Problem statement:
Reproduce word for word the stretch of the records below, from the line containing "rocky scree slope." through the line containing "(1139, 749)", with both of those lines included.

Records provided:
════════

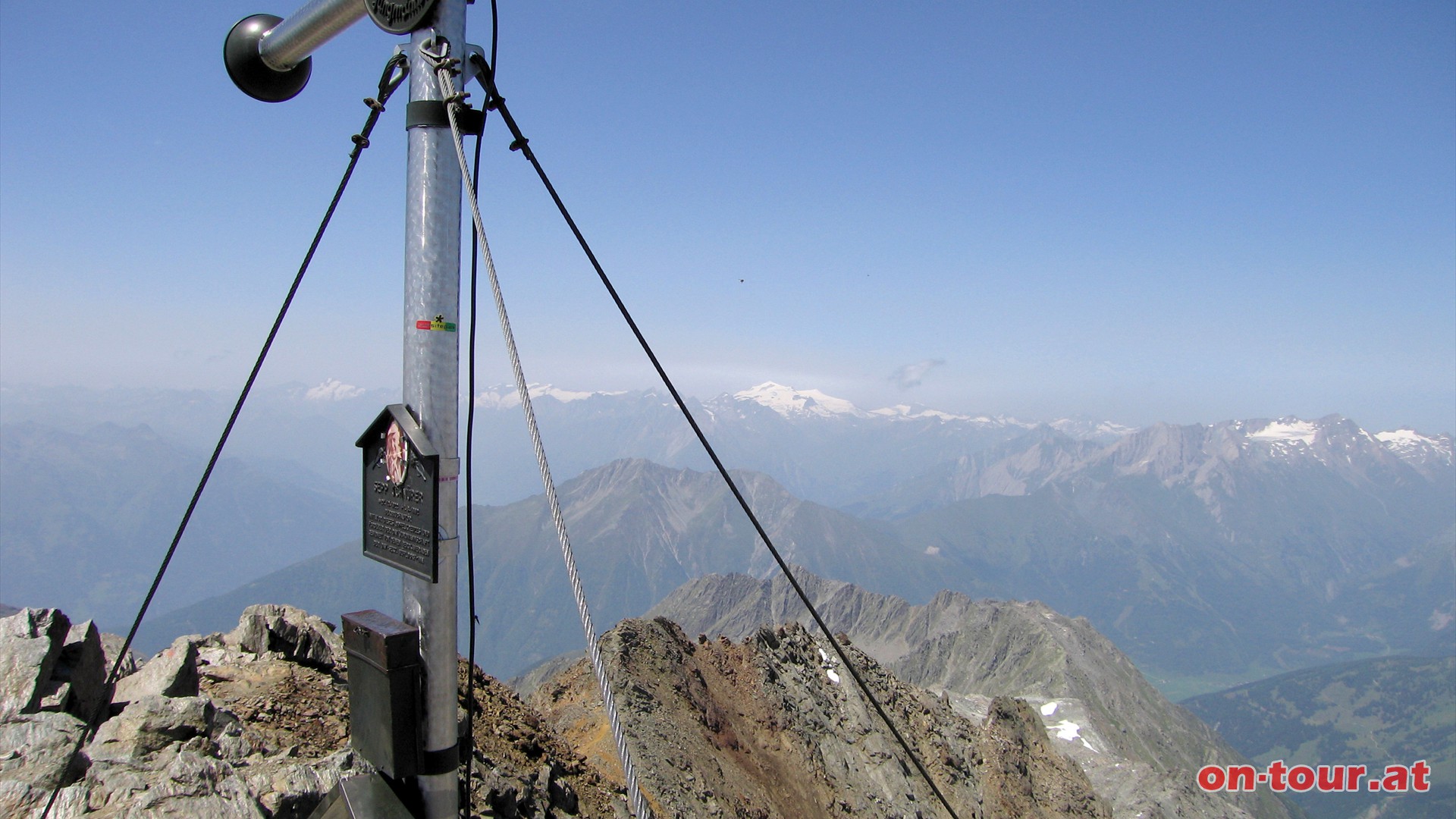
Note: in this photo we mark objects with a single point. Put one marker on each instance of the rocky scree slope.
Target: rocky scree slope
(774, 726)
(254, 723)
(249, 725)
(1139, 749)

════════

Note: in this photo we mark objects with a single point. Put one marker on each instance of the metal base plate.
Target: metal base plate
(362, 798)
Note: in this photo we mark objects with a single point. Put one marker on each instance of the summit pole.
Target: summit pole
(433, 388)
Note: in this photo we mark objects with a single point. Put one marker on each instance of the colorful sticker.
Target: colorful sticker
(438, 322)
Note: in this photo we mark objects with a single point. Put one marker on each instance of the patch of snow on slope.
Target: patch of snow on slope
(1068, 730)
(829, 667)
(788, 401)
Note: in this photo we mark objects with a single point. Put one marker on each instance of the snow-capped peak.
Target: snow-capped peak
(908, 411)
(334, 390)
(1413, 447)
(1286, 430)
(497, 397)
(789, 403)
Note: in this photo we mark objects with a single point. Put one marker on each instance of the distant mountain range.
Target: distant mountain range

════════

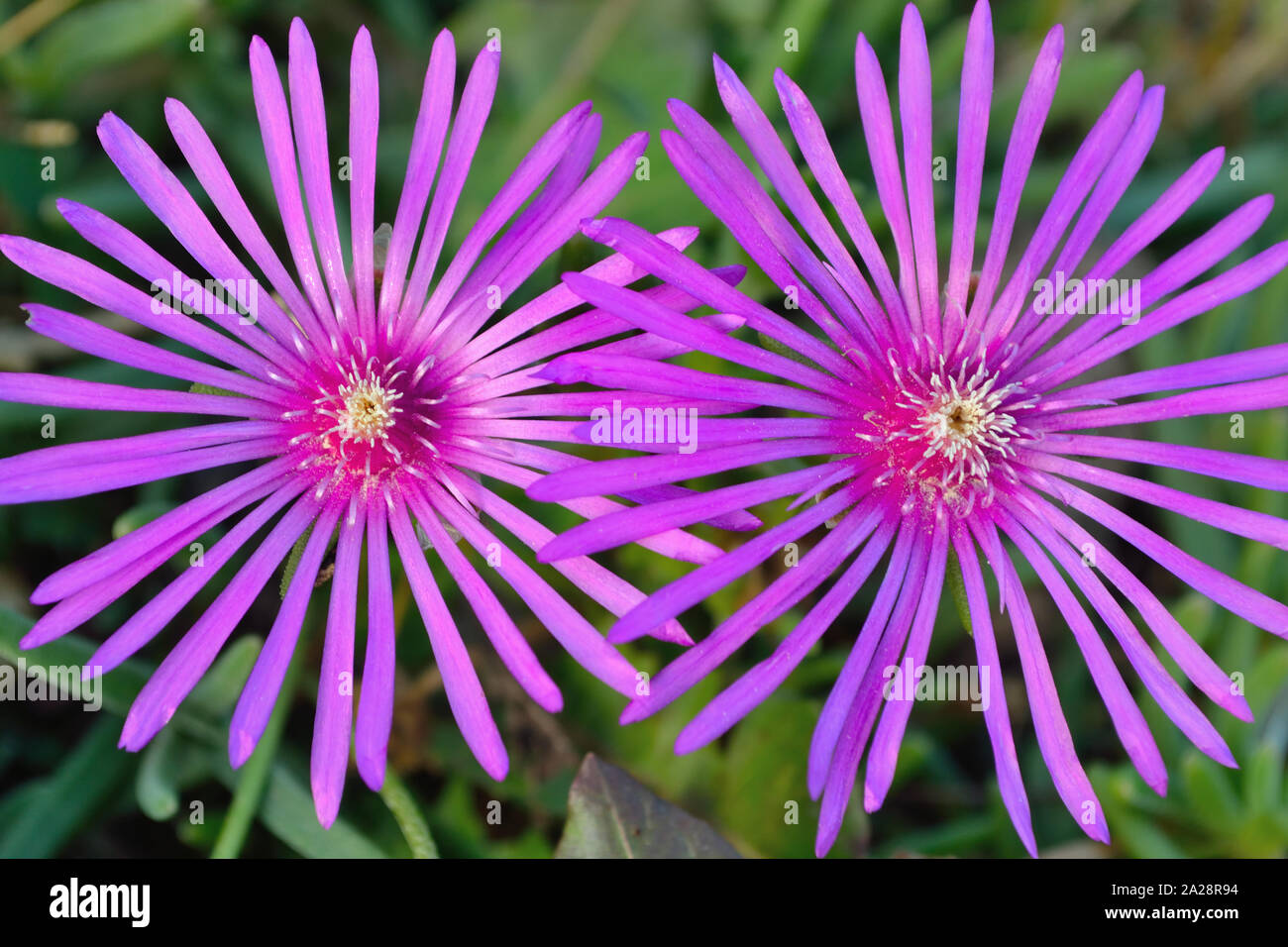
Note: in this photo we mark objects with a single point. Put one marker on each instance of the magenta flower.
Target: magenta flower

════════

Task result:
Note: in this photo we mark objects with a single point. Put one marker on each instance of the rocky scree slope.
Target: rocky scree slope
(774, 726)
(254, 723)
(249, 725)
(1139, 749)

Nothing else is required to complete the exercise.